*** Exercise data

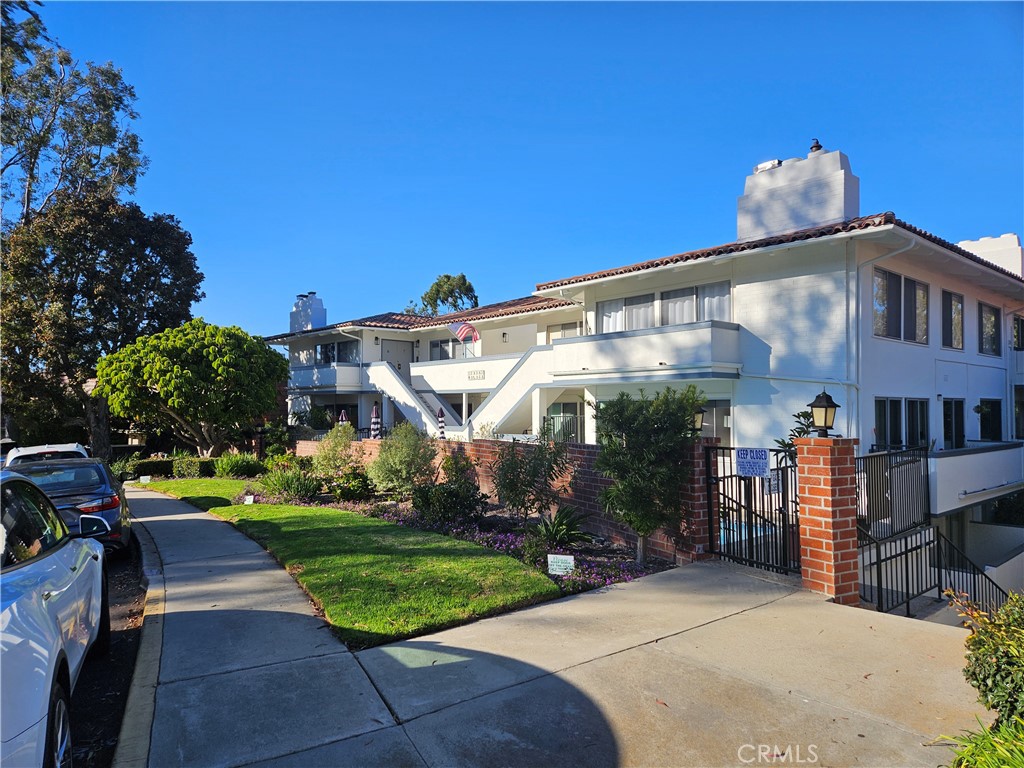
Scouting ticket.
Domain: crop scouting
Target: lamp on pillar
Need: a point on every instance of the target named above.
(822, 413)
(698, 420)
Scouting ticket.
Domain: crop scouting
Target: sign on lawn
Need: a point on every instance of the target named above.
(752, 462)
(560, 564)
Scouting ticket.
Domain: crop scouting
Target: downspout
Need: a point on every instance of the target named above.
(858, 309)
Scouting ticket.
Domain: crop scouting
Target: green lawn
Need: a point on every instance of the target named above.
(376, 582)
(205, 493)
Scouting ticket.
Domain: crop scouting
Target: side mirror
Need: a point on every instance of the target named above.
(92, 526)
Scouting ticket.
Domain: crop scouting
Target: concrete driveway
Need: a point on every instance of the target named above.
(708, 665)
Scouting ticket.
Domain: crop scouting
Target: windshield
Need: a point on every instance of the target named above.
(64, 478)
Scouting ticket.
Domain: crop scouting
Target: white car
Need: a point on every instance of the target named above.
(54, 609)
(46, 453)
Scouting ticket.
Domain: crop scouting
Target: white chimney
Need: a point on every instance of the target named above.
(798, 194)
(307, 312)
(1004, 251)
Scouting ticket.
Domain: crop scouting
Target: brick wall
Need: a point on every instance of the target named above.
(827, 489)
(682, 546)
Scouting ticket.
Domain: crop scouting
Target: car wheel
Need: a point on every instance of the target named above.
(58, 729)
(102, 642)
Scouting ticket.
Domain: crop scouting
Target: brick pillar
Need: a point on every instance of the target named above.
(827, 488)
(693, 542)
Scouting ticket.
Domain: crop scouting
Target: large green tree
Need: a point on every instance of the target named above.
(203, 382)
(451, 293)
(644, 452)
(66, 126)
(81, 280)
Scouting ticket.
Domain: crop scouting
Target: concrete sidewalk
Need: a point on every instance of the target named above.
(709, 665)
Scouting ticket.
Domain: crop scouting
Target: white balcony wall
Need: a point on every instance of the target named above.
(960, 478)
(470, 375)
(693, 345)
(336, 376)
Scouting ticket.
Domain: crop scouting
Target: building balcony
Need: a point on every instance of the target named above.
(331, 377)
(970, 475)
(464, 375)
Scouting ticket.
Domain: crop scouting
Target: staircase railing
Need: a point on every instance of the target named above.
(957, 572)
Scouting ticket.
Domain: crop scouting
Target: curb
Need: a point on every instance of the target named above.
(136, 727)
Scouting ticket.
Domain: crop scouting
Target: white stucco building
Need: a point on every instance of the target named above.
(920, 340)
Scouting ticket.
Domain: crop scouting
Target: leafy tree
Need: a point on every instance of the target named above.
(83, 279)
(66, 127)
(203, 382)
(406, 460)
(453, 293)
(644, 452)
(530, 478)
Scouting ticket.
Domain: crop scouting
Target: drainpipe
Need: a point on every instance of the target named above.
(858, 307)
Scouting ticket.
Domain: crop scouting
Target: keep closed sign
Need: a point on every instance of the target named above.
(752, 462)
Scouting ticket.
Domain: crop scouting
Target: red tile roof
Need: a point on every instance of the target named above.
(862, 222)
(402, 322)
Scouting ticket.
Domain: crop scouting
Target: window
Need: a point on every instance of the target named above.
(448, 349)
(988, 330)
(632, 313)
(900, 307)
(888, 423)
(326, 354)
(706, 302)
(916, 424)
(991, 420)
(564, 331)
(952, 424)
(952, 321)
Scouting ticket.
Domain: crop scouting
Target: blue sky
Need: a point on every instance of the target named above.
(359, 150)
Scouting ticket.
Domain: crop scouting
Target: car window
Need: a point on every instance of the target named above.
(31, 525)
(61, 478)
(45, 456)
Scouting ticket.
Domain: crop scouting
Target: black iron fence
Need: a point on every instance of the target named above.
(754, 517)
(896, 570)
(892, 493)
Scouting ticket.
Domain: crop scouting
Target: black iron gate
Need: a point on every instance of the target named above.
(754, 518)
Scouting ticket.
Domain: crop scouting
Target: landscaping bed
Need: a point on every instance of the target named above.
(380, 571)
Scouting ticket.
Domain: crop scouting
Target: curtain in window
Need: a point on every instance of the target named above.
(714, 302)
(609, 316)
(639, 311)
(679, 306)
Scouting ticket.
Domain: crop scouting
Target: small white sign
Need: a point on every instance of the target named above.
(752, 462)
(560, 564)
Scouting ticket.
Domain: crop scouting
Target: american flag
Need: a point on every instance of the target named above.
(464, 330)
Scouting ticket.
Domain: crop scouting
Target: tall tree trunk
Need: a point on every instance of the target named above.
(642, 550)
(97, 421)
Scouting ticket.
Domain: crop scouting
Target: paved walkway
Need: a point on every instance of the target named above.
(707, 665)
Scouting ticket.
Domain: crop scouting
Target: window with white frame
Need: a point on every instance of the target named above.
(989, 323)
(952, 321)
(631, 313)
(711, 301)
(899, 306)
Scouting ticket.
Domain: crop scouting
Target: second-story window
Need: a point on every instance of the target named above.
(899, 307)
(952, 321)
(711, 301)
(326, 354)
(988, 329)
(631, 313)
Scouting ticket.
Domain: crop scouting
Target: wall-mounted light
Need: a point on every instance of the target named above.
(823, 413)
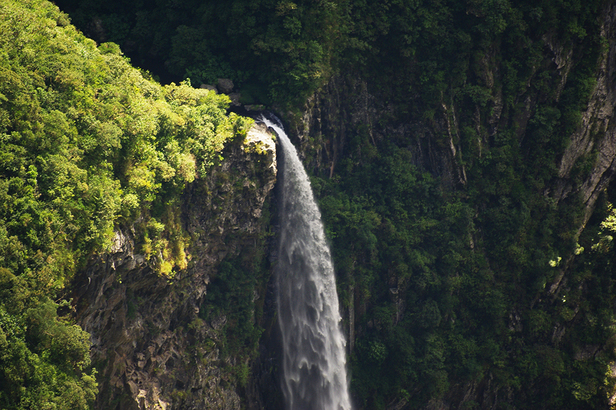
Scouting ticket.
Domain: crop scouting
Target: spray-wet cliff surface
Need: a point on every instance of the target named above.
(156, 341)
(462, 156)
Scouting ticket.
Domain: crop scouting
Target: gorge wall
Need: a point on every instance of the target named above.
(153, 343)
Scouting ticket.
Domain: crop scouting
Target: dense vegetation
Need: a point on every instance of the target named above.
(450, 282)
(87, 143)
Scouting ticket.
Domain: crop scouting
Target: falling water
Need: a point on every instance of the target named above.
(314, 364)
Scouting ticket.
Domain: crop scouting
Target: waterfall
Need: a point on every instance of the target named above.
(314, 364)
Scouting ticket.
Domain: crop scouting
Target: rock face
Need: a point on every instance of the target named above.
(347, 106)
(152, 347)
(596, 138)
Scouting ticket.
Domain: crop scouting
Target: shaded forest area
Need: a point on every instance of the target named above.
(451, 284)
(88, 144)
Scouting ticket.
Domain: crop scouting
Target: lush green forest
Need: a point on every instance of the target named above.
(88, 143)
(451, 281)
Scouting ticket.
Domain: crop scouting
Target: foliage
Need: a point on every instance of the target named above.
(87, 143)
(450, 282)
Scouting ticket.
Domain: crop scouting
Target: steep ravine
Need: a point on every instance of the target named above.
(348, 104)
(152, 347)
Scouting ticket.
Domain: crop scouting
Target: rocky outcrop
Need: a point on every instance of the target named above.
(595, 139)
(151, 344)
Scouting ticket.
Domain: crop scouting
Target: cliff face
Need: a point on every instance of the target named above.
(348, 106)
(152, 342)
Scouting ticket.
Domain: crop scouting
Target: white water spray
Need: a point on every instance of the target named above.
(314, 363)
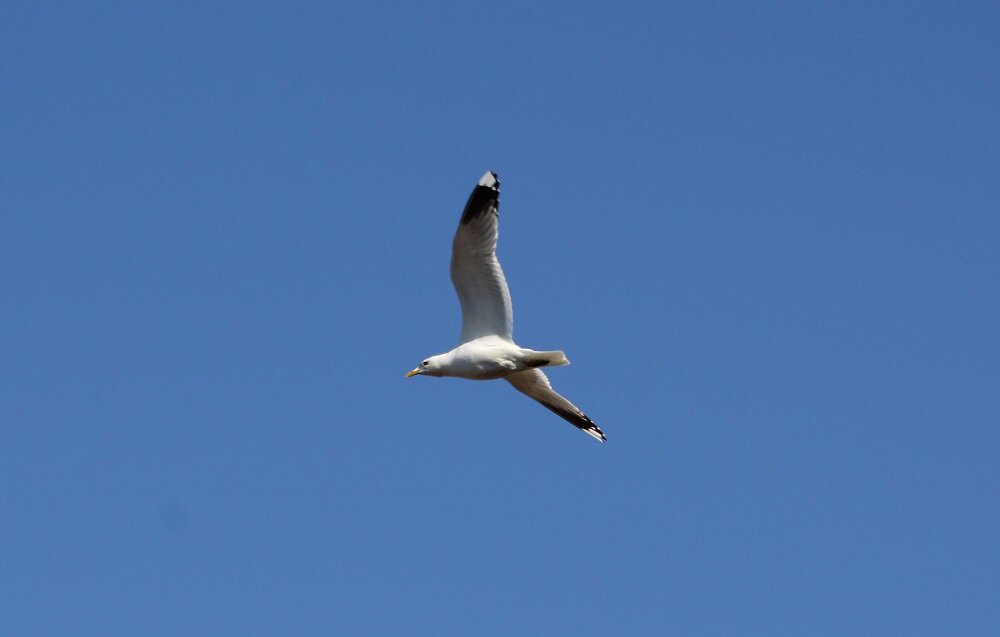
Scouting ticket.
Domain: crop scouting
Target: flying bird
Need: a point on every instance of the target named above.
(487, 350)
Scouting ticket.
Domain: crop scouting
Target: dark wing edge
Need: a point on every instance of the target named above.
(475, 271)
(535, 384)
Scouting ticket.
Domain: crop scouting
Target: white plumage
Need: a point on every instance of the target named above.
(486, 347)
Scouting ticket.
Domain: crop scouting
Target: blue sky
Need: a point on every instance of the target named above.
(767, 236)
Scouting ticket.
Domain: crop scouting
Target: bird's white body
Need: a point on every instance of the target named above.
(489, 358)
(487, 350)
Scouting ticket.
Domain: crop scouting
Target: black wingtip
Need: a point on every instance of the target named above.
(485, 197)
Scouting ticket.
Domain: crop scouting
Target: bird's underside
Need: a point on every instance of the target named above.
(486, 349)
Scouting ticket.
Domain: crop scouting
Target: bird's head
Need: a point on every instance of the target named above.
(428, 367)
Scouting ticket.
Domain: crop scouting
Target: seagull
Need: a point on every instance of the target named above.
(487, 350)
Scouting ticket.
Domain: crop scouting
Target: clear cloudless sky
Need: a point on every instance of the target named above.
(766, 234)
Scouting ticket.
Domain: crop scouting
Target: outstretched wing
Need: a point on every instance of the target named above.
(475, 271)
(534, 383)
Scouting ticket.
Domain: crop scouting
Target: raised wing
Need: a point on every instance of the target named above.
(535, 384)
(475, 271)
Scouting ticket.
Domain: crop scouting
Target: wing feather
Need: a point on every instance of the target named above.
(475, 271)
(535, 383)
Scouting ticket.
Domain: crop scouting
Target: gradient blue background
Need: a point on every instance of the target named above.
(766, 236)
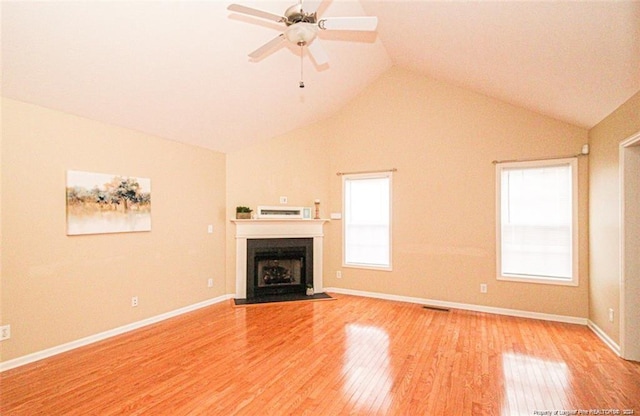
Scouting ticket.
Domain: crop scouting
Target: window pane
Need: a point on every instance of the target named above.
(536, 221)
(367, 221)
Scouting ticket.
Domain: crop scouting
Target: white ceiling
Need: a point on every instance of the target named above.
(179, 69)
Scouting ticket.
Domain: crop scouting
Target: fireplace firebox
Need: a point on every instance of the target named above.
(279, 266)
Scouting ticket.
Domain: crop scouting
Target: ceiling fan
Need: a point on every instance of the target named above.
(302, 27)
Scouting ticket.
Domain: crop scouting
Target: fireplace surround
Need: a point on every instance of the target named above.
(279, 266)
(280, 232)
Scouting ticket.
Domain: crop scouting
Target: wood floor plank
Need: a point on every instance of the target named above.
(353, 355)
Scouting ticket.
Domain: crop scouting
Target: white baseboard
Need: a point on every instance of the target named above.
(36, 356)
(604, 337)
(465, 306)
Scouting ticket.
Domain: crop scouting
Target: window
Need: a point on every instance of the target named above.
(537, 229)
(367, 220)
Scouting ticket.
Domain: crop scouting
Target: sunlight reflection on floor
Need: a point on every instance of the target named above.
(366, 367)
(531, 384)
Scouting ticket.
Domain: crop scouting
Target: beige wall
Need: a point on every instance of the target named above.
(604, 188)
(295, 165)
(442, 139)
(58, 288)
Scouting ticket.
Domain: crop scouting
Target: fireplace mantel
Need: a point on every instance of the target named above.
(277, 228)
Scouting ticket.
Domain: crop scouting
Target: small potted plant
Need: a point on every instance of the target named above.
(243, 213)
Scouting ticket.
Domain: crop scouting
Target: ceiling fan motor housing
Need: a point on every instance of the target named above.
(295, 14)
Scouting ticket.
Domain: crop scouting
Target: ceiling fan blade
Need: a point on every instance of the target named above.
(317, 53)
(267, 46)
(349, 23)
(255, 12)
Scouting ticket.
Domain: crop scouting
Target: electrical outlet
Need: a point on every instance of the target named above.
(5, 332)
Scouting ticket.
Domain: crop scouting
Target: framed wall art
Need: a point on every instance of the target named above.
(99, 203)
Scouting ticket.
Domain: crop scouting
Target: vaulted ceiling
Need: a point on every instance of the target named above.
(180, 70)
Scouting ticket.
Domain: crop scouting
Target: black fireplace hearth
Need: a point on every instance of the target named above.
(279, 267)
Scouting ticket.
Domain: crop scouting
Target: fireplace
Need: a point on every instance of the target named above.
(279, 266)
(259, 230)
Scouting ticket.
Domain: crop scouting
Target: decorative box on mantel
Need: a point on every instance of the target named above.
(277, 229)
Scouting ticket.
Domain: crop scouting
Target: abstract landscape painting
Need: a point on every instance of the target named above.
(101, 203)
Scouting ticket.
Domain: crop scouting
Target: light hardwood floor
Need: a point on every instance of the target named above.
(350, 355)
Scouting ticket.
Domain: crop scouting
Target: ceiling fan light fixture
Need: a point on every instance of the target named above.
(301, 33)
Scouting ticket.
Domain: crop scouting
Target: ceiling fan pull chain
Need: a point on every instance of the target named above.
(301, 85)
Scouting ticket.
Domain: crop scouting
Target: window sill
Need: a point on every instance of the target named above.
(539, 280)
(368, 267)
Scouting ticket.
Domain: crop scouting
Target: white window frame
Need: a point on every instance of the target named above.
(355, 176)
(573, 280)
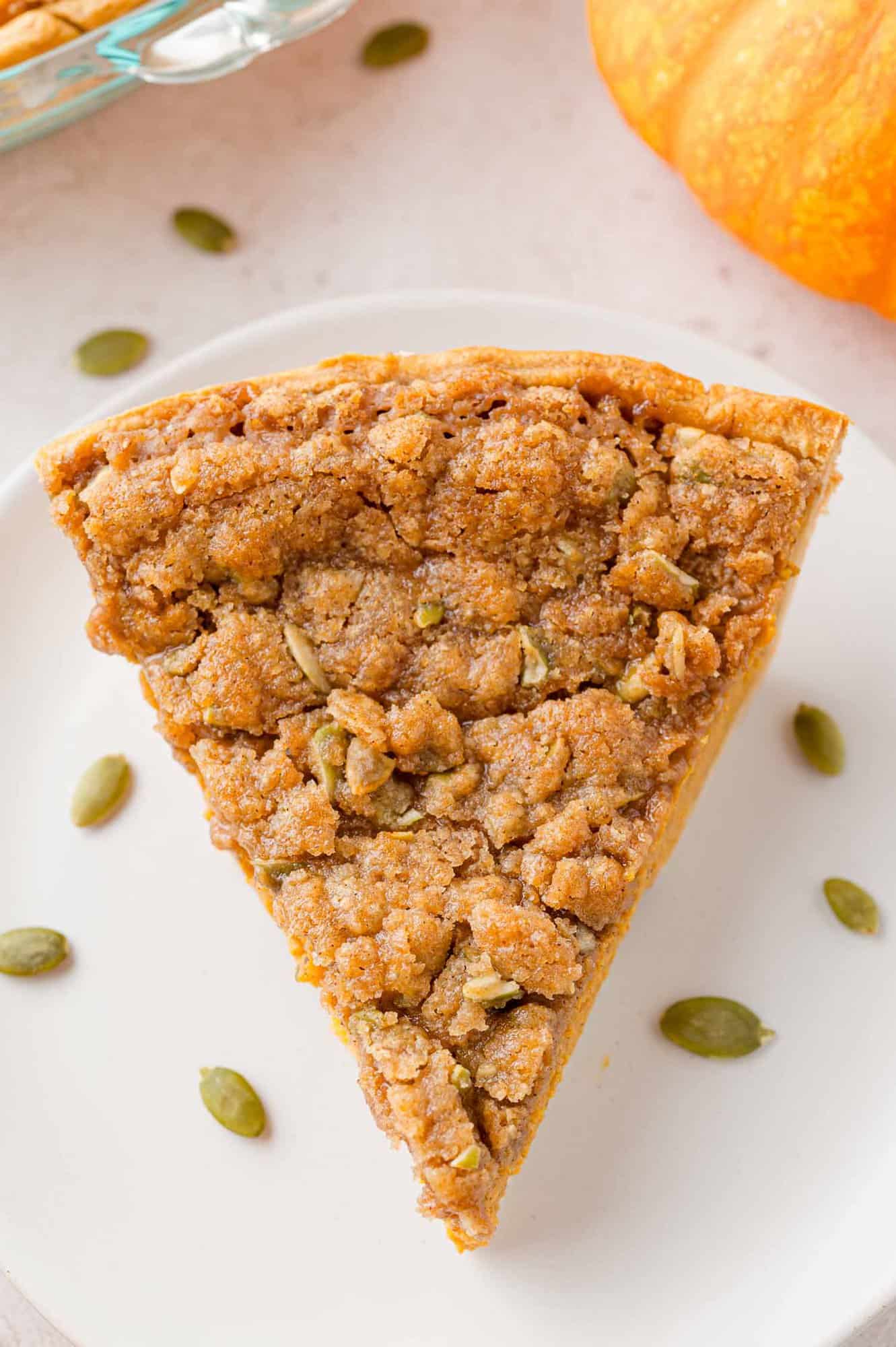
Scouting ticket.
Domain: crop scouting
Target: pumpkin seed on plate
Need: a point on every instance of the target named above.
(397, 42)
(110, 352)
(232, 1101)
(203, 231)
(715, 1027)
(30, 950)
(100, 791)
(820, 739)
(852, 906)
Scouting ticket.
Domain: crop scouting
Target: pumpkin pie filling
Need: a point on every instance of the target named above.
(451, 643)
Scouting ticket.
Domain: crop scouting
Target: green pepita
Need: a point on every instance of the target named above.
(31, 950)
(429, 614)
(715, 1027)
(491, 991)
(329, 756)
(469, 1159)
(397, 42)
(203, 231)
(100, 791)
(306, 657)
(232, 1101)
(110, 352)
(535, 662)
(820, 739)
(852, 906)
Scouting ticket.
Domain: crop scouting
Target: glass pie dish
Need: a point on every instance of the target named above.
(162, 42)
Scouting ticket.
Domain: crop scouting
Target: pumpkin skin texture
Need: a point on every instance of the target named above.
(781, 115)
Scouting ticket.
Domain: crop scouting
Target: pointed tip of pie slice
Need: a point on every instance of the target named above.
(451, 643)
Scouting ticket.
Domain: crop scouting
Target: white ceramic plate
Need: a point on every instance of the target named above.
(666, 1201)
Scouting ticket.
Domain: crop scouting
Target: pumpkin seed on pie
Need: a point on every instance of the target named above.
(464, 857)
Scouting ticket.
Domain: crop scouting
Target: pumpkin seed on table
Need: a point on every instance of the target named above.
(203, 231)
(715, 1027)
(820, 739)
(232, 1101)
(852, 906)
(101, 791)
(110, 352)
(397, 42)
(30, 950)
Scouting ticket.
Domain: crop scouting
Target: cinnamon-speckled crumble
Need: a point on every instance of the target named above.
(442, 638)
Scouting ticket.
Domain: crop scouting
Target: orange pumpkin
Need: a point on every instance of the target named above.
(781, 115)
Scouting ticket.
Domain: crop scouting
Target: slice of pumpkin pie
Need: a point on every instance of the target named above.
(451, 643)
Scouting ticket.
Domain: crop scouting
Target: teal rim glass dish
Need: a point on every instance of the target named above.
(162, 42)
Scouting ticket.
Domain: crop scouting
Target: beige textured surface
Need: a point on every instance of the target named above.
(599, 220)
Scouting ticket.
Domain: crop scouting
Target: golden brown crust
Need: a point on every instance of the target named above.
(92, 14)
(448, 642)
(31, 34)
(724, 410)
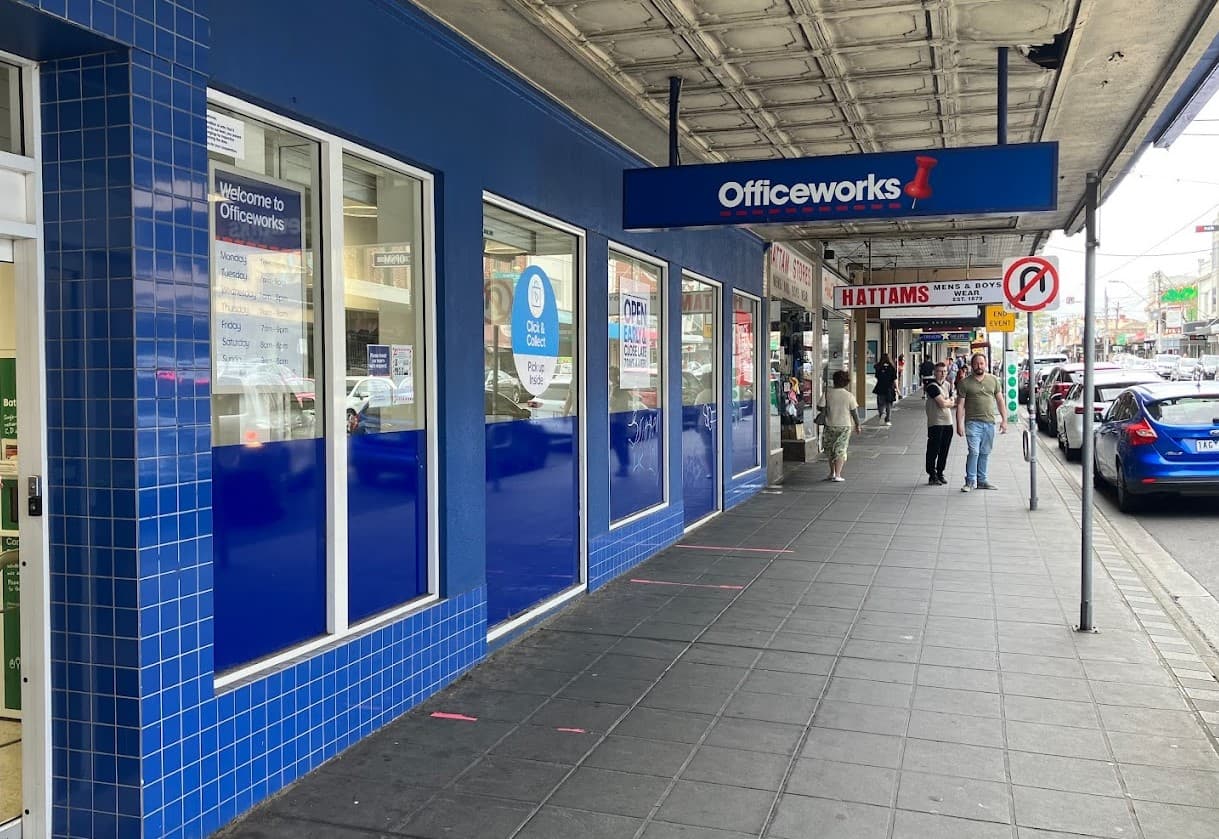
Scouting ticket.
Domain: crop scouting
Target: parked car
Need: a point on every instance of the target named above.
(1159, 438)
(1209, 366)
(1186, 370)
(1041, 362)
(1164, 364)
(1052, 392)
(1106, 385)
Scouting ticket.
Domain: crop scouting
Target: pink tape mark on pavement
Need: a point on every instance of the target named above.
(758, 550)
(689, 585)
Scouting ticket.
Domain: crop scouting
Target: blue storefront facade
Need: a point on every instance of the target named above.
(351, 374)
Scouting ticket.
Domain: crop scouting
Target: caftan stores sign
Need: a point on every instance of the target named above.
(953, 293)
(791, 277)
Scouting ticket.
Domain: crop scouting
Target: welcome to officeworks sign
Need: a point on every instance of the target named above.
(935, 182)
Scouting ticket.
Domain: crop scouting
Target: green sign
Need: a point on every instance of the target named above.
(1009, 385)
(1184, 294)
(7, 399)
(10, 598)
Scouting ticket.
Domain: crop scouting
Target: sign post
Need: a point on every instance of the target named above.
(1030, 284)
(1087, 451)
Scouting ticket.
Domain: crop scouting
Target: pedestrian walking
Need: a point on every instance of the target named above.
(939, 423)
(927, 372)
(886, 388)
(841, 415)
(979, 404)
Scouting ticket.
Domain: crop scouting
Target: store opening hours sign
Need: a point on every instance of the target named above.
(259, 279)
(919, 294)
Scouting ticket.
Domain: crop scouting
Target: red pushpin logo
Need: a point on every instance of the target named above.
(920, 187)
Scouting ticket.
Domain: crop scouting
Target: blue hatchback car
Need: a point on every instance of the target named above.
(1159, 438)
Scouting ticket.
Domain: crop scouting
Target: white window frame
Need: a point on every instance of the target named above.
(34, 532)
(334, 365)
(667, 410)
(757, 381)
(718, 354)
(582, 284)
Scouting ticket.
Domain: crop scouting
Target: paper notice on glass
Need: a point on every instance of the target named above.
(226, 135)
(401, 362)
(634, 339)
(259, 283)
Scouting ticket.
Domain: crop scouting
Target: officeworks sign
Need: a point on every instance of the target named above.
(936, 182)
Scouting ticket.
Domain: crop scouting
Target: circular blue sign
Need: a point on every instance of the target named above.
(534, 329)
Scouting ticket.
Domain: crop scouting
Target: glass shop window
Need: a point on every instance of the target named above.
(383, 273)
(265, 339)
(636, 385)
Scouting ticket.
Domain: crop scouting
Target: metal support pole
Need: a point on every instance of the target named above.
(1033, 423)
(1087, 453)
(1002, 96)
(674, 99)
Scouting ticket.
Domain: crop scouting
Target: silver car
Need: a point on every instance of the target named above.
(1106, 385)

******

* [What the task asks]: Return each line of the entries above that includes the word "black".

* [Output for this exercise]:
Target: black iron fence
Target: black iron gate
Target: black wingtip
Target: black fireplace hearth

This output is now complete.